(Data extracted from a collection)
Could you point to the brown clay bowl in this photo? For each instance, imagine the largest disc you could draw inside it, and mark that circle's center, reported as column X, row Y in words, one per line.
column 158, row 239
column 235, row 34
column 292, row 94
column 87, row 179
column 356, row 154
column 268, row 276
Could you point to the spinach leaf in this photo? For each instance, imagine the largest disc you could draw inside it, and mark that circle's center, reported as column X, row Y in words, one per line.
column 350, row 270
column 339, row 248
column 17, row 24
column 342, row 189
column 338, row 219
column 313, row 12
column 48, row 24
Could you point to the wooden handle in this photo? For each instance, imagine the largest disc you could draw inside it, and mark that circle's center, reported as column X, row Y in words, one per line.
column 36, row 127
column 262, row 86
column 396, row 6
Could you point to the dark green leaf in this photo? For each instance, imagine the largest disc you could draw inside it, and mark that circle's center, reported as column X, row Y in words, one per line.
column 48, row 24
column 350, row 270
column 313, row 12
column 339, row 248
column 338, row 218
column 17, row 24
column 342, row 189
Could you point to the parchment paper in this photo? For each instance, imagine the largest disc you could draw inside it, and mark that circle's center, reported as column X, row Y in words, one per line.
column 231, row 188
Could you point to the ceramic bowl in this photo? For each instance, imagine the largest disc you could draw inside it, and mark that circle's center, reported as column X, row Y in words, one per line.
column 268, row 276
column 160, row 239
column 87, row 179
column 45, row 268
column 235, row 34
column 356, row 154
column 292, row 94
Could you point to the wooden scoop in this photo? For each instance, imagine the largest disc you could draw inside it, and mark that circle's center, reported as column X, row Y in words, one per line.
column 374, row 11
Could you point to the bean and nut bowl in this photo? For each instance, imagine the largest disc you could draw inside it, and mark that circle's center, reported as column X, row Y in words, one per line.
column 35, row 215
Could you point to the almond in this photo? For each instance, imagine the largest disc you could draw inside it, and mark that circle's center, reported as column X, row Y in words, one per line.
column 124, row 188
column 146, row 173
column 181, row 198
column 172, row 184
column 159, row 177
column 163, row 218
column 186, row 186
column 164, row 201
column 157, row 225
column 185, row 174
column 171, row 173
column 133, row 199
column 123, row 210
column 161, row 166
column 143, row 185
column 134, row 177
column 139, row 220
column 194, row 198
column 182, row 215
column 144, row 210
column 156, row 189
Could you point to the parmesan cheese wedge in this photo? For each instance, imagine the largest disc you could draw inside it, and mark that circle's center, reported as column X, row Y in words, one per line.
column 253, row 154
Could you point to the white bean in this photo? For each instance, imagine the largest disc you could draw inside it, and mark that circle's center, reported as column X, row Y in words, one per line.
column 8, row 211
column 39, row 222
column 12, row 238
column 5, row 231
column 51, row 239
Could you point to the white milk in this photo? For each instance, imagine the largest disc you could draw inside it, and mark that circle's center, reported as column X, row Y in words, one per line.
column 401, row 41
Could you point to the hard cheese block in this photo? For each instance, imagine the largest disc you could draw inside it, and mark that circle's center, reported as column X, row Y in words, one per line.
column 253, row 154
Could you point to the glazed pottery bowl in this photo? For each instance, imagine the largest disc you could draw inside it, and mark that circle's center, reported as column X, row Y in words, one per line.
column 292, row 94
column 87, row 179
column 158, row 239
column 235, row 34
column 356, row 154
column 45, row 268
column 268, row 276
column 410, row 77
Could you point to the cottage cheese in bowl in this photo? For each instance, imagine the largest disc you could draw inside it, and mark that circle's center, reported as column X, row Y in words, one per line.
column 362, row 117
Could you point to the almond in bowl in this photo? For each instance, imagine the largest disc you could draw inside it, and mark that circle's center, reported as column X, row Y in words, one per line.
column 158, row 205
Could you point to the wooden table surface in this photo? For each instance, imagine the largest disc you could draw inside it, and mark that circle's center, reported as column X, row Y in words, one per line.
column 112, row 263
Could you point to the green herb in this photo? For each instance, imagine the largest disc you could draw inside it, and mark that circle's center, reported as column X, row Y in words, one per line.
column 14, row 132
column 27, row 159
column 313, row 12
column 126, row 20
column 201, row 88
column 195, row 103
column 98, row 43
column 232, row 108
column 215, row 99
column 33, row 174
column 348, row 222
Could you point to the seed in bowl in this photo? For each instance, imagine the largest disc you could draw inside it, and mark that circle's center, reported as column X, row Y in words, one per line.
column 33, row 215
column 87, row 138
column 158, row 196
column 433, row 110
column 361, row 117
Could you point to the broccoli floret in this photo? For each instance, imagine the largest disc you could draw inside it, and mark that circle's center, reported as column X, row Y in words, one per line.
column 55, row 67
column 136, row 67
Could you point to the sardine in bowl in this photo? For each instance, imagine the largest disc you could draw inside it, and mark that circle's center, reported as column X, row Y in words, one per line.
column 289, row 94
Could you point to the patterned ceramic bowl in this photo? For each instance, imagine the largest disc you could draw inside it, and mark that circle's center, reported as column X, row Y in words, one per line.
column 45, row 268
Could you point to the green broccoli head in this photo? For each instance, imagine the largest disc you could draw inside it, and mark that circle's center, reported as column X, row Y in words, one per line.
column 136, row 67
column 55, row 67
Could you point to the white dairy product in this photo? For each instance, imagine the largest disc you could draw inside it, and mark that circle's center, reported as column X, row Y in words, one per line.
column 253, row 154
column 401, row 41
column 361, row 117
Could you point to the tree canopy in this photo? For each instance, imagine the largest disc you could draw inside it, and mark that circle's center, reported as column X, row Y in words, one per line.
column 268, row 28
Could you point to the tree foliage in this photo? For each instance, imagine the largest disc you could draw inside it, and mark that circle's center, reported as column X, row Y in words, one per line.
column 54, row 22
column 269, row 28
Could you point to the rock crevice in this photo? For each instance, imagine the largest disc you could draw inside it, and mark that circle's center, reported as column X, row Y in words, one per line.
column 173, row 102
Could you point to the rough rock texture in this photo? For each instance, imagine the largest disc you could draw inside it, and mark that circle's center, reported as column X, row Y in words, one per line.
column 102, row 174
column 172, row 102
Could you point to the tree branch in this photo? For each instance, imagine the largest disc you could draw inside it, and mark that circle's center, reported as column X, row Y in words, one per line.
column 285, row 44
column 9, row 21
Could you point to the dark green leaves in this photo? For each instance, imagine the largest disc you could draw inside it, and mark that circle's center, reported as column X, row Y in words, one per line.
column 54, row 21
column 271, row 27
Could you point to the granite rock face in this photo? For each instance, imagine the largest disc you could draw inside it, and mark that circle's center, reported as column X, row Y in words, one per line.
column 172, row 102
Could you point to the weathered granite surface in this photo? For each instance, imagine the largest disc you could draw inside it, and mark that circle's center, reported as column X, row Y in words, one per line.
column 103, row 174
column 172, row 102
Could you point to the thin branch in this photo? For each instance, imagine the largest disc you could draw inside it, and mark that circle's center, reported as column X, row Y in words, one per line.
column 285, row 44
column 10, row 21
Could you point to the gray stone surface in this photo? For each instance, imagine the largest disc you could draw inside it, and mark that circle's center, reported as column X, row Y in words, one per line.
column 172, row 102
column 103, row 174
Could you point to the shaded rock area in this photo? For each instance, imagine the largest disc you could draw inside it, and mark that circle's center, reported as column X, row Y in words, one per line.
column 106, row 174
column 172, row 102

## Requirement
The line with "Could you point to the weathered" through the last line of the data: write these out exactly, and no others.

## Answer for this exercise
Could you point to the weathered granite surface in this photo? For each instance, imagine the largest disc you could draw inside it, and mark that circle's center, reported as column X, row Y in words, one per line.
column 103, row 174
column 172, row 102
Could you point to the thin branch in this photo? For each instance, imagine the largest disc you could draw inside it, and mark that circle's center, reported as column X, row Y in words, one per line.
column 285, row 44
column 10, row 21
Could you point to the gray stone surface in this photo? For each instance, imagine the largest disc you could draw inside it, and mark that circle's center, reported as column X, row Y in words, one per line.
column 172, row 102
column 103, row 174
Could you point to the shaded rock area in this photo? For each instance, imagine the largest disc you could draw inside it, and mark that circle's center, reported as column X, row Y in words, one per line.
column 106, row 174
column 172, row 102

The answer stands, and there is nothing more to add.